Page excerpt:
=== Begin Enclosure ===
In 1997, the community of St. John’s found itself at a crossroads – it had outgrown the cluster of historic buildings in downtown Wilmington and now started a capital campaign to build a new modern art museum. At the helm of the museum was C. Reynolds “Ren” Brown, a director who saw the new museum not only as a community museum, but as a statewide resource. Charles Gwathmey, a New York architect who spent the first 18 summers of his life at Wrightsville Beach and who had been a lifelong friend of Claude Howell was chosen as the architect for the new museum. Claude Howell credited Gwathmey’s father, artist Robert Gwathmey, as one of his major influences. One of Gwathmey’s most noted achievements was the renovation and addition to the Solomon R. Guggenheim Museum in New York.
=== End Enclosure ===
Dataset excerpts:
=== Begin Enclosure ===
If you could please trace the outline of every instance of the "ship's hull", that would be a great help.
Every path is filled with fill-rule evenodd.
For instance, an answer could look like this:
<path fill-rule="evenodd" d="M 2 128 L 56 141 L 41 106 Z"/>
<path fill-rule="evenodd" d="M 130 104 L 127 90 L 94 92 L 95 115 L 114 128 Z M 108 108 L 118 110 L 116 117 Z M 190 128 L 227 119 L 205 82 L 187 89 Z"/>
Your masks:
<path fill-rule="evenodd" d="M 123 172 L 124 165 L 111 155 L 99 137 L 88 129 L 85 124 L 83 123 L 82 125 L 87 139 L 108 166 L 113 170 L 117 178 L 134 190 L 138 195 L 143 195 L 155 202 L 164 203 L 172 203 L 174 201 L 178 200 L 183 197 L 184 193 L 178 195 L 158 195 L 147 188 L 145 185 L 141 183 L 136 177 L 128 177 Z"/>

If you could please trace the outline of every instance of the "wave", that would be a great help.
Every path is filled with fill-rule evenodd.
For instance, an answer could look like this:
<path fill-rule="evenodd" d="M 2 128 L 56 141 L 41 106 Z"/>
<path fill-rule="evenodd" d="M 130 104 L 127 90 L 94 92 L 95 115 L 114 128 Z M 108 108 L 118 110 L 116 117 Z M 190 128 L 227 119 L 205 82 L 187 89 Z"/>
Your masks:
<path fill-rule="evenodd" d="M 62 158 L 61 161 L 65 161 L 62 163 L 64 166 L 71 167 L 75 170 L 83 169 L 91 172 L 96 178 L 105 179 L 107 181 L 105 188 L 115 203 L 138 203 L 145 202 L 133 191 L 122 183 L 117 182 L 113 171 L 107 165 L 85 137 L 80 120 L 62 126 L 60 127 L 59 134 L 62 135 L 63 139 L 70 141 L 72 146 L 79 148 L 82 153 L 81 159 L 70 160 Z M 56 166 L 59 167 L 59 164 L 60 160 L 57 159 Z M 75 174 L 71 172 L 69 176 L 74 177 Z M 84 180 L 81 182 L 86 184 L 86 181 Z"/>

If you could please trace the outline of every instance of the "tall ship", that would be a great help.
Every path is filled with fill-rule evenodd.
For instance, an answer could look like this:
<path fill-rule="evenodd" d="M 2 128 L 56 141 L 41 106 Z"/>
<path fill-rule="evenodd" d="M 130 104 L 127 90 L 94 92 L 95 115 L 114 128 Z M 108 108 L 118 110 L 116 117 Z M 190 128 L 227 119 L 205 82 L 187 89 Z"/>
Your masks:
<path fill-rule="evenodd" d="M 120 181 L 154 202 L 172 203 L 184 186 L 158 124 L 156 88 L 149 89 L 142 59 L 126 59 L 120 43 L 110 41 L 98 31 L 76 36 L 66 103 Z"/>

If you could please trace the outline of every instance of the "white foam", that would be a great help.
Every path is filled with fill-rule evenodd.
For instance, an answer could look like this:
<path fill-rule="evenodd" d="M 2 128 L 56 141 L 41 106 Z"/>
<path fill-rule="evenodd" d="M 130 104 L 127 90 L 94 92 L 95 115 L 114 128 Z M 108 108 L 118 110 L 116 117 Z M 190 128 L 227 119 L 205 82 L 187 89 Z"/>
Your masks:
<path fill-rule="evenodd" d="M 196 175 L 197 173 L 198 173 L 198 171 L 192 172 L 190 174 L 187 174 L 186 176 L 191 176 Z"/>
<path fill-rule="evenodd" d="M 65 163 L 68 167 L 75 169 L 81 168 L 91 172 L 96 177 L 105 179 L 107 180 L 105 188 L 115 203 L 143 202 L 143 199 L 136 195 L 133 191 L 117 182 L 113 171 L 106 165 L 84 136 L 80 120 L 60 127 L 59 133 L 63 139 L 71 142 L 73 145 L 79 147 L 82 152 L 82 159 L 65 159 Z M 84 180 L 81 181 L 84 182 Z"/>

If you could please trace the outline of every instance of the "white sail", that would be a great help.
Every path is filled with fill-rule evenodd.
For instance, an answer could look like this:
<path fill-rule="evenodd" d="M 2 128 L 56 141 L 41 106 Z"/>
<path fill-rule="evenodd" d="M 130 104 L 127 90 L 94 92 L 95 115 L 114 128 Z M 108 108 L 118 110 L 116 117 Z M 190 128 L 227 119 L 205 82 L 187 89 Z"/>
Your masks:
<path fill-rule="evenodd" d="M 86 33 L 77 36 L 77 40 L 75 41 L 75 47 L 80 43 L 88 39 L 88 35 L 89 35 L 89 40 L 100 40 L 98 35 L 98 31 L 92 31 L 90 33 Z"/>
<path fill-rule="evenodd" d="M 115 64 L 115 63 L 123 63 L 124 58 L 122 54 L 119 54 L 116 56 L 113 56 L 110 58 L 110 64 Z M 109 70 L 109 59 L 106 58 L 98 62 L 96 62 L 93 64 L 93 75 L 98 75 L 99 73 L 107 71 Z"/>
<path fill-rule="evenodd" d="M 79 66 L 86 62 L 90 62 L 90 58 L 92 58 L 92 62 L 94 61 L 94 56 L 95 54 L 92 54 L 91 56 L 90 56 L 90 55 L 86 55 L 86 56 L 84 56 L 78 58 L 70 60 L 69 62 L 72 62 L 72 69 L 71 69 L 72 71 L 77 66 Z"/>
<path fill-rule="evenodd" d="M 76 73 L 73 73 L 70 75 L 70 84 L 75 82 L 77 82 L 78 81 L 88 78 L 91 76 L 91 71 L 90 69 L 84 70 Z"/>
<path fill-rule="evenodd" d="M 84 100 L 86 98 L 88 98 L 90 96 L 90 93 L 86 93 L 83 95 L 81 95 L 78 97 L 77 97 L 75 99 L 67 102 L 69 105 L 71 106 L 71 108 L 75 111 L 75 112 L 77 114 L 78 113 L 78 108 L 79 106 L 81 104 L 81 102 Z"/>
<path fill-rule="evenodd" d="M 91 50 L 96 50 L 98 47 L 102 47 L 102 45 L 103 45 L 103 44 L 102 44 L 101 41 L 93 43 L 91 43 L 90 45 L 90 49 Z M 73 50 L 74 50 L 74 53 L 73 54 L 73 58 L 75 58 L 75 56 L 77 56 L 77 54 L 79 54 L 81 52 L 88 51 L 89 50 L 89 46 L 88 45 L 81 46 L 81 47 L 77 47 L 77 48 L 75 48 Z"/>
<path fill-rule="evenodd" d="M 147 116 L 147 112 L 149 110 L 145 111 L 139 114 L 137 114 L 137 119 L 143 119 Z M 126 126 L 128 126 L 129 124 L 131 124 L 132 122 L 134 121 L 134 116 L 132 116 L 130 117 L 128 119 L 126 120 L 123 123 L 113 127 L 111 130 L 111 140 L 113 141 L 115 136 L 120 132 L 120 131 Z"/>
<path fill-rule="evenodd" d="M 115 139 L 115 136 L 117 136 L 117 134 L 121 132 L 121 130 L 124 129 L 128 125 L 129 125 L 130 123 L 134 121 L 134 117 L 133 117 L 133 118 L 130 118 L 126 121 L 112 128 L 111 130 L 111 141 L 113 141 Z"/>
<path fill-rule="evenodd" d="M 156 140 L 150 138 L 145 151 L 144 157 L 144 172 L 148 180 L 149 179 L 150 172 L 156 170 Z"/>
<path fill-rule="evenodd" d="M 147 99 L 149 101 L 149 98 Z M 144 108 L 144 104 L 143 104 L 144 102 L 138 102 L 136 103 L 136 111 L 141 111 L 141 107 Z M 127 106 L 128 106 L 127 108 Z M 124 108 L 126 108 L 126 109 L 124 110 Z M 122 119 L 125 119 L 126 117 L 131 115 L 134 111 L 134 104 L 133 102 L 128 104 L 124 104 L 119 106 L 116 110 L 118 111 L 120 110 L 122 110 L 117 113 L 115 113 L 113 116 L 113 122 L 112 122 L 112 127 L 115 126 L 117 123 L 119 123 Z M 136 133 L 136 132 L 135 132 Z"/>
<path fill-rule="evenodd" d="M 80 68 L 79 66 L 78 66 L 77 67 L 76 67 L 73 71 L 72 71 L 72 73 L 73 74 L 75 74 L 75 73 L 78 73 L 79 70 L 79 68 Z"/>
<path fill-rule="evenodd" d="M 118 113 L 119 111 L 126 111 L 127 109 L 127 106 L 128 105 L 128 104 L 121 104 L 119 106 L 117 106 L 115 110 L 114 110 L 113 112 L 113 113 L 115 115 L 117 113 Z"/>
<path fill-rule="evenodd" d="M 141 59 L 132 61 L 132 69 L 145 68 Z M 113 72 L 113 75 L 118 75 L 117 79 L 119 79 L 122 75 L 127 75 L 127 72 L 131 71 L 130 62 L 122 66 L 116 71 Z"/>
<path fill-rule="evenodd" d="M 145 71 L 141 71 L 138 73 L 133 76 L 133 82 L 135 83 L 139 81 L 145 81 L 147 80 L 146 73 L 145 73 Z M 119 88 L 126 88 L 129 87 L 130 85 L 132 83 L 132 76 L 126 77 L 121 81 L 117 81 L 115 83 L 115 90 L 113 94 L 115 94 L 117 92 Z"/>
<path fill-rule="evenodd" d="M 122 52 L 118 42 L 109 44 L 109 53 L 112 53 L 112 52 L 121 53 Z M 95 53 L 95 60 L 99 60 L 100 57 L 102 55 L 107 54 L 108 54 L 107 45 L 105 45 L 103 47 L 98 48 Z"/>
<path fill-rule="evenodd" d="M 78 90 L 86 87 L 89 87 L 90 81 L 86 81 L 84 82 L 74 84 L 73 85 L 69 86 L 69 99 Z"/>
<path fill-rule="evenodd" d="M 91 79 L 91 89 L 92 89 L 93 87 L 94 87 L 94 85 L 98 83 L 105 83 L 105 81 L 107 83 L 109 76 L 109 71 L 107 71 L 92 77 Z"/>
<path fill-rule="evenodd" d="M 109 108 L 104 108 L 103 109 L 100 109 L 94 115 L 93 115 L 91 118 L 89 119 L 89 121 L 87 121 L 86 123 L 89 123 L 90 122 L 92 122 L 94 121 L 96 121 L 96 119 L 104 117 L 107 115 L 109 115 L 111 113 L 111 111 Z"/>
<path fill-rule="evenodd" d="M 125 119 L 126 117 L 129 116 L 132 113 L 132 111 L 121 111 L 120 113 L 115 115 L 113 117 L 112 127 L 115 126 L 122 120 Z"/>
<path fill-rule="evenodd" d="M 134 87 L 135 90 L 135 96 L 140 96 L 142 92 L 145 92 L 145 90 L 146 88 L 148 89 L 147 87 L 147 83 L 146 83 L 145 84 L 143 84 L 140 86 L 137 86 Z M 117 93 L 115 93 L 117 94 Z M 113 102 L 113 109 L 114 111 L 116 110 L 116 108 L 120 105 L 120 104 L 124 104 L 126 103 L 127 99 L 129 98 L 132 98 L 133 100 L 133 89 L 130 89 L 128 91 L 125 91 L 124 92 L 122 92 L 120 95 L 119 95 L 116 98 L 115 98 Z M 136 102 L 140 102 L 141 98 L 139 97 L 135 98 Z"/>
=== End Enclosure ===
What to do:
**1)** From the museum history text, copy out the part that opens with the words containing "In 1997, the" and closes with "in New York.".
**2)** List every person named in the museum history text, leaving out any name that only appears as part of a museum's name.
The material has nothing to do with the museum history text.

Task-by-task outputs:
**1)**
In 1997, the community of St. John’s found itself at a crossroads – it had outgrown the cluster of historic buildings in downtown Wilmington and now started a capital campaign to build a new modern art museum. At the helm of the museum was C. Reynolds “Ren” Brown, a director who saw the new museum not only as a community museum, but as a statewide resource. Charles Gwathmey, a New York architect who spent the first 18 summers of his life at Wrightsville Beach and who had been a lifelong friend of Claude Howell was chosen as the architect for the new museum. Claude Howell credited Gwathmey’s father, artist Robert Gwathmey, as one of his major influences. One of Gwathmey’s most noted achievements was the renovation and addition to the Solomon R. Guggenheim Museum in New York.

**2)**
C. Reynolds "Ren" Brown
Charles Gwathmey
Claude Howell
Robert Gwathmey